-------- Excerpted passage

= William MacKay (politician) =

Canadian physician

William MacKay (September 11, 1847 - November 8, 1915) was a physician and political figure in Nova Scotia, Canada. He represented Cape Breton County in the Nova Scotia House of Assembly from 1886 to 1890 and from 1894 to 1897 as a Conservative member and sat for Cape Breton division in the Senate of Canada from 1912 to 1915.

==Biography==
William MacKay was born on 11 September 1847 in Earltown, Nova Scotia to parents John and Dolina MacKay. His father immigrated Nova Scotia from Scotland in the 1820s and erected Earltown's first grist mill. William MacKay received his early education in Truro, subsequently attending the Bellevue Hospital Medical College in New York where he earned a Doctor of Medicine on 10 November 1873. After graduating from the college, MacKay practiced medicine with his brother in Cape Breton, before being appointed as the resident physician for three local collieries in May 1874. While working at colliers, MacKay developed a system of quarantining infectious diseases in mining districts which was eventually used across Cape Breton County. MacKay twice served as the president of the Cape Breton Medical Society, and was the president of the Medical Society of Nova Scotia in 1887 and 1888.

MacKay was elected as a Conservative member of the Nova Scotia House of Assembly in 1886. Together with Edward Farrell, MacKay wrote and introduced the Public Health Act of 1888, an act which established local health boards and established regulations on medical quarantine and sanitation. MacKay lost his seat in the 1890 election, but was re-elected in 1894. He lost his seat again in 1897, and ran unsuccessfully in the 1904 election. He was appointed to the Senate on 20 November 1912.

MacKay was married to Catherine Campbell Sutherland, with whom he had three children. He died on 8 November 1915 in Reserve Mines.

----------------
-------- Listed records

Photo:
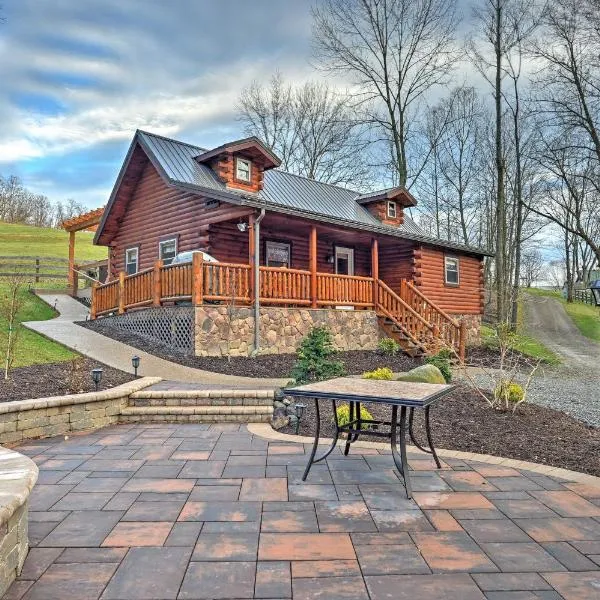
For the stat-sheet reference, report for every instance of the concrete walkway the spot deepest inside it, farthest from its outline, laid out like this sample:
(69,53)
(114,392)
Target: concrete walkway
(118,355)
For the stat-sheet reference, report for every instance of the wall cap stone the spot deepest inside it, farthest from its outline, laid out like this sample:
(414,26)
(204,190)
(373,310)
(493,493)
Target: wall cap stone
(119,391)
(18,475)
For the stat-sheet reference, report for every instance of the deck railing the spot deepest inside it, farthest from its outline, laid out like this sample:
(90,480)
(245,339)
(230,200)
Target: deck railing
(421,321)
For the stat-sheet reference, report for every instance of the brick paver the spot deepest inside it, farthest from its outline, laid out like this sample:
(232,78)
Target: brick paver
(172,511)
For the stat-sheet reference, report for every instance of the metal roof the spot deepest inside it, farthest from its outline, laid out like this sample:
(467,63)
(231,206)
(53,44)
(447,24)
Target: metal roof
(281,191)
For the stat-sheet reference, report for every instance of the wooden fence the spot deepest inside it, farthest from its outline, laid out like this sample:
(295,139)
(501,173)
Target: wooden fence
(34,268)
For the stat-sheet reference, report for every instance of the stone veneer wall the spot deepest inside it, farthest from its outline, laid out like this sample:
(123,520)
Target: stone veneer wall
(45,417)
(18,475)
(281,329)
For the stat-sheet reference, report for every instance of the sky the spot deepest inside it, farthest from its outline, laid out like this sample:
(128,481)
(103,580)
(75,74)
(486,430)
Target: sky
(78,77)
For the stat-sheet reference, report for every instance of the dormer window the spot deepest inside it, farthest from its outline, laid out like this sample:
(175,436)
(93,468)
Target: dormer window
(242,169)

----------------

## Exercise aim
Rewrite the William MacKay biography starting at "MacKay was elected" and ending at "20 November 1912.", replacing "Public Health Act" with "Public Health Statute". The lines have no connection to the William MacKay biography.

## Solution to this problem
MacKay was elected as a Conservative member of the Nova Scotia House of Assembly in 1886. Together with Edward Farrell, MacKay wrote and introduced the Public Health Statute of 1888, an act which established local health boards and established regulations on medical quarantine and sanitation. MacKay lost his seat in the 1890 election, but was re-elected in 1894. He lost his seat again in 1897, and ran unsuccessfully in the 1904 election. He was appointed to the Senate on 20 November 1912.